Your task =>
Write out all entries word for word.

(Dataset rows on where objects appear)
_ _ _ _
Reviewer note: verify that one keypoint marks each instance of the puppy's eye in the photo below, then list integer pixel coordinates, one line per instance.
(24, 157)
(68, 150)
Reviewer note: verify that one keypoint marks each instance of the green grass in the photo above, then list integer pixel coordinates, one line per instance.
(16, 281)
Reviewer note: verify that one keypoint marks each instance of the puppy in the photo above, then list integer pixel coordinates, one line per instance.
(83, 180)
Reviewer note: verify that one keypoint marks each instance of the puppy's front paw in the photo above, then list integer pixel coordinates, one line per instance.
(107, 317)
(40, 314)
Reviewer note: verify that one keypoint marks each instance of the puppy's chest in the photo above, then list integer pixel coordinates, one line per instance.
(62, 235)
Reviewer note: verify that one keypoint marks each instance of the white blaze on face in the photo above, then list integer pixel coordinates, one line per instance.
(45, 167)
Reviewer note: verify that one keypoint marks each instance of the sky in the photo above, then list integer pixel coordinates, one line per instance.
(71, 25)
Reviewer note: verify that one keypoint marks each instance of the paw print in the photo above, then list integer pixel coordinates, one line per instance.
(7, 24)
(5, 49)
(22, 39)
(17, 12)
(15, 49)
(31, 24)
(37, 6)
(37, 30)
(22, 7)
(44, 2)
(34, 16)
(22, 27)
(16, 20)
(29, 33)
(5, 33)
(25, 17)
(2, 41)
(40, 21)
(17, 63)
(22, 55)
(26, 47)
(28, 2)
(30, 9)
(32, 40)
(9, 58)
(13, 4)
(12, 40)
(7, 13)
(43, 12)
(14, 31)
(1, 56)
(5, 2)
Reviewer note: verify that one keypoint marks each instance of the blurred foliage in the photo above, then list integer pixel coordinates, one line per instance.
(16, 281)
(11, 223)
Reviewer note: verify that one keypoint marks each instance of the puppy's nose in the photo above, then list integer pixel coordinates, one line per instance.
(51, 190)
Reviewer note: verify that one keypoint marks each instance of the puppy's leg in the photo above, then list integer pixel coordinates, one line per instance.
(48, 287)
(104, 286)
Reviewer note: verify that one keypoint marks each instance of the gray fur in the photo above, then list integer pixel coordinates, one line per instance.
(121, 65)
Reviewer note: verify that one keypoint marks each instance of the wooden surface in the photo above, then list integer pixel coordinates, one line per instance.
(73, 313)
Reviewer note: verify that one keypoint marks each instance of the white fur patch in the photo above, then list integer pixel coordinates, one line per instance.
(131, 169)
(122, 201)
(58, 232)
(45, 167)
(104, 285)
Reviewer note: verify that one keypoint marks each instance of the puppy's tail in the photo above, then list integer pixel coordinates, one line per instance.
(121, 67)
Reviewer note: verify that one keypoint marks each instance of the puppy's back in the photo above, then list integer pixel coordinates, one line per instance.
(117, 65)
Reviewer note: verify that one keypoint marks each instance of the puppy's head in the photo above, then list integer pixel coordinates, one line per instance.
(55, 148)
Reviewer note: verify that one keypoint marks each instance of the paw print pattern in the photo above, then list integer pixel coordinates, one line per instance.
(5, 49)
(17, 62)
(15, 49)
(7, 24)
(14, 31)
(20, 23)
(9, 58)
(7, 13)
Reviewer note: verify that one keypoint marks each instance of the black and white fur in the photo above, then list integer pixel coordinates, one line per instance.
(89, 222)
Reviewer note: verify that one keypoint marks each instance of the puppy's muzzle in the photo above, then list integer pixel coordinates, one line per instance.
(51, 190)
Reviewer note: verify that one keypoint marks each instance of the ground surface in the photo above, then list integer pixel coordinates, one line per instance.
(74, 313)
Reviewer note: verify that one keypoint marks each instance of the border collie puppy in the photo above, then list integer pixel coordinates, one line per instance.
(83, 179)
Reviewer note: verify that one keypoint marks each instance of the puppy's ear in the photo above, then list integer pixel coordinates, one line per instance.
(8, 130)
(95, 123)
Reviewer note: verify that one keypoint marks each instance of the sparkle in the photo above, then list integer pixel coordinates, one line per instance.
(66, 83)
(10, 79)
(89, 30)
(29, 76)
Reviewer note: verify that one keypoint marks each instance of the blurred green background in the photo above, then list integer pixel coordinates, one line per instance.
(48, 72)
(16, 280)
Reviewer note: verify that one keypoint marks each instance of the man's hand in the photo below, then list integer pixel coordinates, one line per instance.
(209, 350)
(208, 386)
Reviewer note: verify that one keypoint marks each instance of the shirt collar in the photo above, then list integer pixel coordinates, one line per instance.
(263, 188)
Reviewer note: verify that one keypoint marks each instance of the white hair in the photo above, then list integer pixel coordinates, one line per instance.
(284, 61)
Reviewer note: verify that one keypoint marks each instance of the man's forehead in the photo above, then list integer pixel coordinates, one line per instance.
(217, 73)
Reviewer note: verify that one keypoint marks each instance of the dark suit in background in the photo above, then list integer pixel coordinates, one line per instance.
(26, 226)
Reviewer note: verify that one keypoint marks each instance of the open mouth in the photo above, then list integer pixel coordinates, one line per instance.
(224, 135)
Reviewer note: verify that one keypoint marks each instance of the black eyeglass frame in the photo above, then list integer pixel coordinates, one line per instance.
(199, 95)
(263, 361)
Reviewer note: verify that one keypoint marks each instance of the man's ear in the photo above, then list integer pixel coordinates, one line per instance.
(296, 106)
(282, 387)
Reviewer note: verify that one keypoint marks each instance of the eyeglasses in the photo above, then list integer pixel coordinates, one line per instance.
_ _ _ _
Completed task =>
Reviewer note: verify that one keypoint marks each instance of the puppy's eye in the photo below, then list integer pixel coordinates, one line per instance.
(24, 157)
(68, 150)
Reviewer note: verify that one keypoint marks each instance of the green grass in the photo above, then list integer pixel coordinates, one line per instance.
(16, 281)
Reviewer note: verify that one keypoint marks each instance of the puppy in the photo above, then list integer pixel coordinates, one line per instance.
(83, 180)
Reviewer note: verify that one keypoint marks each instance of the puppy's front paw in the photo above, then list integer pixel coordinates, one line per instance.
(107, 317)
(40, 314)
Reviewer note: verify that one keypoint marks each instance of the puppy's chest in the photo above, then list integer pixel coordinates, one line per instance.
(62, 235)
Reviewer note: verify that one keypoint marks each instance of the white blaze on face in the photo above, then list integer pixel coordinates, one line per instance.
(45, 167)
Reviewer note: verify that one keypoint marks each instance of the sky in the photo above, then list integer pixel coordinates, one line per instance.
(71, 25)
Reviewer note: verify that one keypoint marks each instance of the paw print in the photo above, then list integer pixel coordinates, one line per instance.
(7, 24)
(5, 49)
(22, 39)
(17, 12)
(15, 49)
(31, 24)
(37, 6)
(37, 30)
(22, 7)
(44, 2)
(34, 16)
(22, 27)
(16, 20)
(29, 33)
(5, 33)
(25, 17)
(2, 41)
(40, 21)
(17, 63)
(22, 55)
(26, 47)
(28, 2)
(30, 9)
(32, 40)
(9, 58)
(13, 4)
(12, 40)
(7, 13)
(43, 12)
(14, 31)
(1, 56)
(5, 2)
Reviewer note: verify that one keypoint marks each instance of the blurred foliage in the photo above, then list integer pixel coordinates, one line per instance.
(16, 281)
(11, 223)
Reviewer note: verify that one keypoint marks each instance of the puppy's nose in the photo above, then list integer pixel coordinates, one line per instance.
(51, 190)
Reviewer note: verify that one keypoint marks each instance of the puppy's leg in the photo above, then list integer pixel coordinates, one line per instance.
(48, 287)
(104, 286)
Reviewer note: verify that one keypoint marks each instance of the gray fur in the photo above, then list integer pixel coordinates, one line per instance.
(121, 65)
Reviewer note: verify that one keypoint marks each instance of the wooden surface in the photo above, then list integer pixel coordinates, one line per instance.
(73, 313)
Reviewer note: verify that one keypoint marks each instance of the white fur patch in the photo above, then list integer pixel coordinates, one line per instance.
(131, 169)
(122, 201)
(58, 232)
(45, 167)
(104, 285)
Reviewer note: verify that one keypoint marks each instance of the puppy's tail in the photo above, then list integer pixel coordinates, one line per instance.
(121, 67)
Reviewer note: verify that one keypoint marks each instance of the puppy's back in the photo above, then list integer pixel coordinates, one line per instance.
(117, 65)
Reviewer note: verify that one keypoint marks each instance of the puppy's head in the photo above, then list integer pixel coordinates, one line per instance.
(55, 148)
Reviewer note: verify that one keypoint marks each instance of the paw print pattern in the photo above, then list integer pixel coordinates, one line per instance.
(5, 49)
(17, 62)
(15, 49)
(7, 24)
(14, 31)
(20, 23)
(9, 58)
(7, 13)
Reviewer note: verify that one keypoint marks each instance of the black and white fur in the photo above, then list integer pixel coordinates, one line per instance.
(89, 222)
Reviewer note: verify that one keypoint marks each instance of the puppy's muzzle in the photo above, then list integer pixel coordinates, one line per instance.
(51, 190)
Reviewer note: verify that one keypoint marks each instance of the ground surface in the photo above, then list integer pixel coordinates, one line per instance.
(74, 313)
Reviewer note: verify that one keypoint marks each instance of the border collie puppy in the photo above, then list integer pixel coordinates, one line per instance.
(83, 179)
Reviewer note: verify that one keypoint marks each instance of the puppy's ear in the photo above, then list integer pixel coordinates, one line per instance.
(8, 130)
(95, 123)
Reviewer note: verify that one keypoint marks each instance of the sparkle in the photo above, then list integer pixel coordinates, one line per instance.
(66, 83)
(10, 79)
(89, 30)
(29, 76)
Reviewer note: verify that one keypoint marks each instance of the blurred green background in the photo above, then list integer pixel coordinates, one line per instance.
(48, 72)
(16, 280)
Reviewer note: verify that one keypoint marks each instance of the man's hand in the photo below, then list integer pixel coordinates, one line per instance.
(209, 350)
(208, 386)
Reviewer note: verify that one keypoint marks each instance of the shirt collar in the photo above, then list integer pixel coordinates, one line per instance.
(263, 188)
Reviewer note: verify that one keypoint marks each instance of the white hair in the photo above, then list integer pixel coordinates, one line per instance.
(284, 61)
Reviewer note: verify that one keypoint marks each instance of the man's forehead in the photo above, then list integer pixel coordinates, one line per instance.
(217, 73)
Reviewer note: verify that one keypoint marks each instance of the dark suit in background in the photo above, then list integer pixel coordinates, one line per instance.
(26, 226)
Reviewer note: verify that one keypoint marks each instance of the open mouth in the photo above, then list integer pixel coordinates, one line per instance.
(224, 135)
Reviewer note: verify that one keypoint marks each instance of the black eyeglass frame in the photo above, then list integer pixel coordinates, one line per instance.
(199, 95)
(263, 361)
Reviewer note: verify that one keypoint marks each instance of the man's ear in the photo above, then list integer pixel coordinates, one line per instance.
(296, 106)
(282, 387)
Reviewer note: verify that one keypoint marks each instance of the eyeglasses in the photo above, then list integer pixel coordinates, one line per instance.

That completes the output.